--- Excerpt to read ---

The benefit of TTCO is primarily reflected in texture consistency — Corr. Pixel MSE decreases from 0.009 to 0.007, and Subject Consistency improves from 0.93 to 0.95.
Prompt-based optimization outperforms LoRA-based designs — LoRA frequently degrades background quality and introduces artifacts, whereas prompt optimization is more lightweight and spatially localized.
Directly optimizing spatio-temporal tokens (rather than text tokens) introduces grid-like artifacts.

Highlights & Insights¶

The simulation-in-the-loop paradigm is the primary contribution — physical constraints are introduced at inference time without modifying the generation model or requiring additional training. This decoupled design enables plug-and-play integration with arbitrary video generation models.
The perception pipeline's design is noteworthy: single-frame 3D reconstruction via InstantMesh (rather than multi-frame reconstruction) is adopted because geometric inconsistencies across generated video frames make multi-frame reconstruction unreliable — reflecting a deep understanding of the characteristics of generated video.
GPT-based hierarchical physical property estimation — inferring material descriptions (composition, elasticity, roughness) before mapping to numerical physical parameters — is more reliable than directly prompting LLMs for numerical values. This coarse-to-fine LLM usage paradigm generalizes to other scenarios requiring visual estimation of physical quantities.
The finding that "text tokens = object control": modifying the text embeddings corresponding to foreground objects primarily affects object appearance without disrupting the background, consistent with findings from other diffusion research and further confirming the spatial correspondence of text tokens.

Limitations & Future Work¶

Reliance on the MPM simulator precludes handling of complex agents (humans, vehicles) and articulated structures.
The quality of initial object reconstruction in the perception pipeline directly impacts downstream stages — reconstruction errors propagate into simulation and generation.
The method inherits limitations of the GwtF video model, making it difficult to generate very small or thin objects.
The overall pipeline is substantially more complex than end-to-end approaches (template video → perception → simulation → re-generation → TTCO), resulting in higher latency.
Only object interactions describable by rigid bodies or material point models are supported; complex materials such as fluids and cloth are not handled.

vs. PhysAnimator: PhysAnimator targets 2D cartoon animation using 2D mesh simulation; PSIVG operates in 3D and enables training-free open-vocabulary video generation.
vs. PhysGen3D: PhysGen3D obtains a 3D representation from an input image, runs MPM simulation, and renders directly; PSIVG additionally employs a video diffusion model to compensate for the visual shortcomings of simulator rendering (low resolution, absent lighting, unnatural style).

--- Data listing ---

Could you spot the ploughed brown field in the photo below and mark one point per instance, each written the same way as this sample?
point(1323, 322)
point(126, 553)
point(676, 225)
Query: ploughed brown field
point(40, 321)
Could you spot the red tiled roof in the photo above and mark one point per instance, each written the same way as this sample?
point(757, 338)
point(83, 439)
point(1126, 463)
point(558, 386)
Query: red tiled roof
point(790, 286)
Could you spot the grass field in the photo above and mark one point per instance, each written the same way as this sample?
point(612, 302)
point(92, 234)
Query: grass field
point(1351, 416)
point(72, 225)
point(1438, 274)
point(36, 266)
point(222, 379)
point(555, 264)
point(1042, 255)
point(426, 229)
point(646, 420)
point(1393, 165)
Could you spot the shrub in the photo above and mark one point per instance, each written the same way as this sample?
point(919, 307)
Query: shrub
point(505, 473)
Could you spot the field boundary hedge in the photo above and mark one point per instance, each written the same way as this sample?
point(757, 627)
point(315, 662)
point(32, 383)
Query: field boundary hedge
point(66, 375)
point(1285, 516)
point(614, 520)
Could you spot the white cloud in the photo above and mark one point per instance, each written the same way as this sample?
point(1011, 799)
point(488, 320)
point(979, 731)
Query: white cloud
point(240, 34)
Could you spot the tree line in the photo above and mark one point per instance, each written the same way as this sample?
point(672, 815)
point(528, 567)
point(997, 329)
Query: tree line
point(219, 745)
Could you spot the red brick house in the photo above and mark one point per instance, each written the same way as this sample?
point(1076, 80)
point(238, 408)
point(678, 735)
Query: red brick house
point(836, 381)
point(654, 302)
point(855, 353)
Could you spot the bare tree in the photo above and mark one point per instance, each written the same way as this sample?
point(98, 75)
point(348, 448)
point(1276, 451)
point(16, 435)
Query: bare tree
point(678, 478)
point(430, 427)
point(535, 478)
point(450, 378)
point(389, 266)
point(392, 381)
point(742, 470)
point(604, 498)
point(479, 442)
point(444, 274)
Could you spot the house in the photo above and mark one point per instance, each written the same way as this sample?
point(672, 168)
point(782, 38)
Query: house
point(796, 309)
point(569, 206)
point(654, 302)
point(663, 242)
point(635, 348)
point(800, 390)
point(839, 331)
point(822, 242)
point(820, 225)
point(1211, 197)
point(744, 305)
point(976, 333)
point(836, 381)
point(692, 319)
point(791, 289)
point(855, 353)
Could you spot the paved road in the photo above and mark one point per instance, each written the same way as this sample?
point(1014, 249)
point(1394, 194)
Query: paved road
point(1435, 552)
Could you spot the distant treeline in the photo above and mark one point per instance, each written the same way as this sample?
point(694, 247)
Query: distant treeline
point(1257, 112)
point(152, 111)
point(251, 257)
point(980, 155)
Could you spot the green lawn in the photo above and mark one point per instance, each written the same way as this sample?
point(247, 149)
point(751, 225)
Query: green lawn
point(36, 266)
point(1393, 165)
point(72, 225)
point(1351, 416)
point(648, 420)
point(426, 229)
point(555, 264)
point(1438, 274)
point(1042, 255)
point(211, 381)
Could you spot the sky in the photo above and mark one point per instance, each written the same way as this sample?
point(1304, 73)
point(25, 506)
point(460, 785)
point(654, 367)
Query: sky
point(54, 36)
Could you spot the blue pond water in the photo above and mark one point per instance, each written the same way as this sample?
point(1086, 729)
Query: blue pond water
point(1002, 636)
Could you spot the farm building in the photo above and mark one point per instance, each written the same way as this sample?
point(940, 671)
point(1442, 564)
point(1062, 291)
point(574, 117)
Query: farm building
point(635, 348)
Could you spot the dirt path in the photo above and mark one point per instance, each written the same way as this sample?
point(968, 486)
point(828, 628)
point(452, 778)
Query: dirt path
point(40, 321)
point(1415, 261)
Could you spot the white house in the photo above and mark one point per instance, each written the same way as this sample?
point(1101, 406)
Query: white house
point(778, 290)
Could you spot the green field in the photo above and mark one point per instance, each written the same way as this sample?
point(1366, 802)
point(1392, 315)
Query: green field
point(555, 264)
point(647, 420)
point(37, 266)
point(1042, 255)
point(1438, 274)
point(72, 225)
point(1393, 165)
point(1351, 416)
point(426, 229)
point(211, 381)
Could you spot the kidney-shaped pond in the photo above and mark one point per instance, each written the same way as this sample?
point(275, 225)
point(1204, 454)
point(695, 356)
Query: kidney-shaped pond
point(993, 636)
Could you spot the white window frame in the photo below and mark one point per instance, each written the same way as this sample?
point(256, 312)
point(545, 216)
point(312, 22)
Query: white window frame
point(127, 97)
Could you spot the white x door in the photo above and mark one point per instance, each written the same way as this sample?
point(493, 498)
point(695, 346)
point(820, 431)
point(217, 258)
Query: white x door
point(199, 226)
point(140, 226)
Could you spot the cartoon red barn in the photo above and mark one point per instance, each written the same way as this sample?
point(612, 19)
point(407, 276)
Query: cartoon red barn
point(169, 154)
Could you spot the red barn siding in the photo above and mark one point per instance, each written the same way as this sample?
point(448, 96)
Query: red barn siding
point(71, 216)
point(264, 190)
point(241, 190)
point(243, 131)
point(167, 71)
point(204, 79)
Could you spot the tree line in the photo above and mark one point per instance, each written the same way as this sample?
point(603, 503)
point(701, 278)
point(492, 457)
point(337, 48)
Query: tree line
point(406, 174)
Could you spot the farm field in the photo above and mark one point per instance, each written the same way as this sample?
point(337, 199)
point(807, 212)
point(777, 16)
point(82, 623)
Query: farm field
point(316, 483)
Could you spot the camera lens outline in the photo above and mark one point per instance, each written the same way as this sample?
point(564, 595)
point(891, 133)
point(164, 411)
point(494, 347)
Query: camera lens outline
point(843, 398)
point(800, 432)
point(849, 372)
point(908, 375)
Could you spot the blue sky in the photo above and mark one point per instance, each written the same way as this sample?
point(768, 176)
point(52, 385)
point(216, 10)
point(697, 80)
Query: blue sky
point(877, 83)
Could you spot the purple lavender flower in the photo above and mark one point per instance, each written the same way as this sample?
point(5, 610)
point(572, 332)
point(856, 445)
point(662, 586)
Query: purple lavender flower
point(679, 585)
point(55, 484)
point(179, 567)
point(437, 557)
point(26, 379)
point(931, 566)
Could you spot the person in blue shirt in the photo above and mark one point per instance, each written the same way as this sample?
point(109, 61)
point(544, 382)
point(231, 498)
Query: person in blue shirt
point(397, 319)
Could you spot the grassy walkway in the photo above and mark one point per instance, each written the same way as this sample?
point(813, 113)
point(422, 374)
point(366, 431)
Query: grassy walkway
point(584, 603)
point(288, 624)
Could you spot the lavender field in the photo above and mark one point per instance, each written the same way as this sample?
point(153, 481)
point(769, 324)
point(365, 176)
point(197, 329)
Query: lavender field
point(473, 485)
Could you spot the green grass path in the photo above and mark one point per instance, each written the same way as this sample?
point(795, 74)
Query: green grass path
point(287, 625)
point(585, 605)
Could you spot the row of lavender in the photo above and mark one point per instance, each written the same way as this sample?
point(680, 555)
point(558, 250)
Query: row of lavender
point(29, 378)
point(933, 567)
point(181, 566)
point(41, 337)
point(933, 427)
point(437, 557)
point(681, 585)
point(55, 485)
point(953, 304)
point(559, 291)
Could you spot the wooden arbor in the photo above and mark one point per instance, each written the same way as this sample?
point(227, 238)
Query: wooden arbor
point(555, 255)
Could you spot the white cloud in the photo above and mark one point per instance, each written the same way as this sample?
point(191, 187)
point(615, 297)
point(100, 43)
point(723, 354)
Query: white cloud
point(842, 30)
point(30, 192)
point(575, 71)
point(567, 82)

---

## [Work task 1]
Using the PSIVG excerpt, list every limitation given under the "Limitations & Future Work" heading.
## [Work task 2]
According to the PSIVG excerpt, which tool does the perception pipeline use for single-frame 3D reconstruction?

## [Answer 1]
- Reliance on the MPM simulator means the method cannot handle complex agents (humans, vehicles) or articulated structures.
- The quality of the initial object reconstruction directly affects downstream stages, so reconstruction errors carry into simulation and generation.
- It inherits limitations of the GwtF video model, which makes very small or thin objects difficult to generate.
- The pipeline is substantially more complex than end-to-end approaches, which results in higher latency.
- Only object interactions that rigid bodies or material point models can describe are supported, so complex materials such as fluids and cloth are not handled.

## [Answer 2]
InstantMesh